The task —
A complete, unaltered copy of the listing is needed. Write it out.

..........

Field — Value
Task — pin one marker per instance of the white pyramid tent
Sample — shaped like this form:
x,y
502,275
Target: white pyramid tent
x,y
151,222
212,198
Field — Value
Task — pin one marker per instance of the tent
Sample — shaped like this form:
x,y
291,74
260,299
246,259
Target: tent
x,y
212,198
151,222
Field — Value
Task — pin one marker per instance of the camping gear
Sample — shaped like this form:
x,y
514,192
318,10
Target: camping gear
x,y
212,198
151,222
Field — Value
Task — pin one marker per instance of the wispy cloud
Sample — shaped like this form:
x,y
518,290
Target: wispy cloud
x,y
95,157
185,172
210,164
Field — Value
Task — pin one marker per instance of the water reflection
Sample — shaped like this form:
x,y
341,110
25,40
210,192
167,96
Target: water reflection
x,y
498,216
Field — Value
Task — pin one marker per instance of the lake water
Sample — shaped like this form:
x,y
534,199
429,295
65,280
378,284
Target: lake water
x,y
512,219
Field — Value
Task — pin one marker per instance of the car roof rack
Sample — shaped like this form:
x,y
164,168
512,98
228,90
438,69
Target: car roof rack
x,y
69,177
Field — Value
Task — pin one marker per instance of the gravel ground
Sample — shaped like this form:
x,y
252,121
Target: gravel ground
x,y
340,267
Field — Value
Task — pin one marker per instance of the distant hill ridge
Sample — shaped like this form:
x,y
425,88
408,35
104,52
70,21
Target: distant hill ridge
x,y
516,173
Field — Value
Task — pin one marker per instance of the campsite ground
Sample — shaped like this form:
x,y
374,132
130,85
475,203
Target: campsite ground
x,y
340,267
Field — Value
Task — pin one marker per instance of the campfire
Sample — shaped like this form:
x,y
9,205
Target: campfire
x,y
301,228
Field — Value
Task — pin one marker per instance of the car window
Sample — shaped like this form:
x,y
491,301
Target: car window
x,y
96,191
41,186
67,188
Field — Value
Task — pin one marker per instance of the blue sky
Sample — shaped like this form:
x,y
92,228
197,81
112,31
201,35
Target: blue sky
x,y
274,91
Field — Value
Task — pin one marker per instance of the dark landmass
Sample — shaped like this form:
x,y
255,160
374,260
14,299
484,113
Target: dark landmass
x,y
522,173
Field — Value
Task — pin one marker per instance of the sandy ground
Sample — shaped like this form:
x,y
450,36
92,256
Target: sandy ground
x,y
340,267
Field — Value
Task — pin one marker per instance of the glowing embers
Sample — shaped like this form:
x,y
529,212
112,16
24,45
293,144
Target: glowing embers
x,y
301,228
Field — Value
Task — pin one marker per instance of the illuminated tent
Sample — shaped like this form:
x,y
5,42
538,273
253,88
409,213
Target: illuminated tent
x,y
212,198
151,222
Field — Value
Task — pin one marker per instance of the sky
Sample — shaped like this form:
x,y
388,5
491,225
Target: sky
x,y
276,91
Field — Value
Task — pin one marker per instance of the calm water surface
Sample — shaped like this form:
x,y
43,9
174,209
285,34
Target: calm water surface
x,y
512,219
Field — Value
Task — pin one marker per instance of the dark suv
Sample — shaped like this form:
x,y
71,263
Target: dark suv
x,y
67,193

..........

Finished exercise —
Field — Value
Task — pin one marker per instance of the white pyramid tent
Sample — shaped like this form:
x,y
502,275
Target: white pyramid tent
x,y
151,222
212,198
Field — Value
Task — pin one marker per instance of the tent
Sample — shaped like this form:
x,y
291,74
260,299
246,259
Target: tent
x,y
212,198
151,222
Field — Value
Task — pin one marker per instance of the camping gear
Sample — shaped like this form:
x,y
514,192
318,10
Target: camping gear
x,y
212,198
151,222
Field — Value
Task — pin one marker per instance of the wispy cloud
Sample — shaped like this form:
x,y
518,290
Target: wispy cloud
x,y
95,157
185,172
210,164
Field — Value
Task — pin one marker per instance of the water reflection
Sample — shaped like this form:
x,y
341,110
25,40
210,192
167,96
Target: water reflection
x,y
498,216
Field — Value
Task — pin one marker per instance of the lake water
Sample — shaped like this form:
x,y
534,199
429,295
65,280
378,284
Target: lake water
x,y
512,219
Field — Value
Task — pin one marker per instance of the car roof rack
Sample — shaped like this form:
x,y
164,168
512,98
228,90
438,69
Target: car roof rack
x,y
69,177
Field — Value
Task — pin one marker per instance of the gravel ground
Sample — shaped like this form:
x,y
252,121
Target: gravel ground
x,y
340,267
Field — Value
Task — pin one marker per instance of the distant hill ridge
Sample — shaped like this form:
x,y
425,88
408,35
104,52
70,21
Target: distant hill ridge
x,y
516,173
Field — Value
Task — pin one marker per instance of the campsite ground
Sample — shaped like this form:
x,y
374,132
130,85
475,203
Target: campsite ground
x,y
340,267
Field — Value
Task — pin one marker per instance of the campfire
Sample — shaped like this form:
x,y
9,205
Target: campfire
x,y
301,228
Field — Value
Task — pin one marker per instance of the car window
Sample — shaped like this form:
x,y
491,301
Target: car window
x,y
96,191
41,186
67,188
Field — Value
Task — pin one marker per instance of the blue sky
Sample — shaped like this form:
x,y
92,228
197,81
112,31
201,35
Target: blue sky
x,y
274,91
Field — Value
Task — pin one marker per instance of the dark landmass
Sample — shaped like this form:
x,y
255,160
374,260
14,299
484,113
Target: dark landmass
x,y
522,173
Field — Value
Task — pin one marker per instance of the sandy ground
Sample — shaped like this form:
x,y
450,36
92,256
Target: sandy ground
x,y
340,267
Field — Value
Task — pin one marker per instance of the glowing embers
Sample — shaped like this form:
x,y
529,212
112,16
24,45
293,144
Target: glowing embers
x,y
301,228
Field — Value
Task — pin one marker per instance of the illuminated tent
Sample — shaped like this form:
x,y
5,42
538,273
253,88
409,213
Target: illuminated tent
x,y
212,198
151,222
Field — Value
Task — pin one marker per instance of the sky
Sample — shaped like this form:
x,y
388,5
491,225
Target: sky
x,y
276,91
Field — Value
Task — pin one marker per instance of the calm water surface
Sample — shaped like this form:
x,y
43,9
174,209
285,34
Target: calm water surface
x,y
512,219
Field — Value
Task — pin one marker per instance of the dark suv
Sample — shaped like this form:
x,y
71,263
Target: dark suv
x,y
67,193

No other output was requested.